[BEGIN TEXT SECTION]

Only a small number of pairs $(s,k)$ have $k > \sqrt{2}s^{k/2 - 1}$ (namely $(s,k) = (2,3)$, $(2,4)$, $(2,5)$, $(2,6)$, $(3,3)$, $(4,3))$, and these can be checked separately, giving~(\ref{eq: 1}) in all cases.
\end{proof}

\begin{thm} \label{thm: 2} 
Define the numbers $\varepsilon_k$, for odd $k \geq 3$, as follows. Let $\varepsilon_3 = 1/2$. For $k = 2m + 1$, $m\geq 2$, let 
\begin{equation} \varepsilon_k = 1 - \frac{k + 1}{k + 2} \left( \sqrt{m^2 + \frac{k + 2}{k + 1}} - m \right). \label{eq: 6} \end{equation}
Then $\varepsilon_k < 1 - 1/k$, and for every $n \ne k$ and every subset $A$ of $[0,n-1]$, if $|A| > \varepsilon_k n$ then $A$ contains a $k$-progression modulo $n$.
\end{thm}

\begin{lemma} \label{lemma: 1} 
In proving Theorem~\ref{thm: 2}, we may assume that $n > k$.
\end{lemma}

\begin{proof}[Proof of Lemma~\ref{lemma: 1}]
For $k = 3$, the assertion of the lemma is obviously true. For $k > 3$, one can check that $\varepsilon_k > 1 - 1/(k - 1)$. From this it follows that if $n < k$ and $A$ is any subset of $[0,n-1]$ such that $|A| > \varepsilon_k n$, then $A = [0,n-1]$ and hence $A$ contains a $k$-progression modulo $n$.
\end{proof}

\begin{lemma} \label{lemma: 2}
In proving Theorem~\ref{thm: 2}, we may assume that $n$ is prime.
\end{lemma}

\begin{proof}[Proof of Lemma~\ref{lemma: 2}]
Assume that if $p$ is prime, $A \subset [0,p-1]$, $|A| > \varepsilon_k p $, then $A$ contains a $k$-progression modulo $p$. Now let $n$ be arbitrary, let $A \subset [0,n-1]$, $|A| > \varepsilon_k n$, and let $p$ be a prime divisor of $n$. Identify $[0,n-1]$ with the cyclic group $Z_n$. Then $Z_n$ contains a copy $H$ of $Z_p$, and for some coset $a + H$ of $H$, $|A \cap (a + H)| > \varepsilon_kH$, or 
\begin{equation} |(A - a) \cap H| > \varepsilon_k p. \label{eq: 7} \end{equation}
Therefore $A - a$ contains a $k$-progression as a subset of $H$; since $H$ is a subgroup of $Z_n$, this $k$-progression is a $k$-progression as a subset of $Z_n$.
\end{proof}

\begin{remarkk} The same argument shows that in Theorem~\ref{thm: 2}, $Z_n$ can be replaced by an arbitrary abelian group, except for $Z_p \times \cdots \times Z_p$ when $k = p = $prime. In particular, Theorem~\ref{thm: 2} is true even for $n = k$, provided $k $ is not prime.

[END TEXT SECTION]
[BEGIN INFORMATION SUPPLIED]

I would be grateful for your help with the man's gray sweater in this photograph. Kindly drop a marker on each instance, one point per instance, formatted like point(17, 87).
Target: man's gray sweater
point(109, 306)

[END INFORMATION SUPPLIED]

LIST OF TASKS
a) In the excerpt on k-progressions modulo n, what value is assigned to ε_3?
b) Pick up the excerpt on k-progressions modulo n after its final sentence and carry it forward.

FINAL ANSWERS
a) ε_3 = 1/2

b)
\end{remarkk}

\begin{proof}[Proof of Theorem~\ref{thm: 2}]

\begin{proof}[Case 1. The case $k = 3$]
Let $p$ be prime, $p > 3$, $A \subset [0,p-1]$, $|A| = \alpha p$, and assume that $A$ contains no 3-progression modulo $p$. We need to show that $\alpha \leq 1/2$.

For each pair $x,x + y$ ($y \ne 0$) of elements of $A$, the (distinct) elements $w_1 = x - y$, $w_2 = x + 2y$ are excluded from $A$, since $A$ contains no 3-progression modulo $p$. (All arithmetic operations here are modulo $p$.)

Also, given distinct elements $w_1,w_2$ in $[0,p-1]$, there are unique $x,y$ ($y \ne 0$) in $[0,p-1]$ such that $x -y = w_1$ and $x + 2y = w_2$.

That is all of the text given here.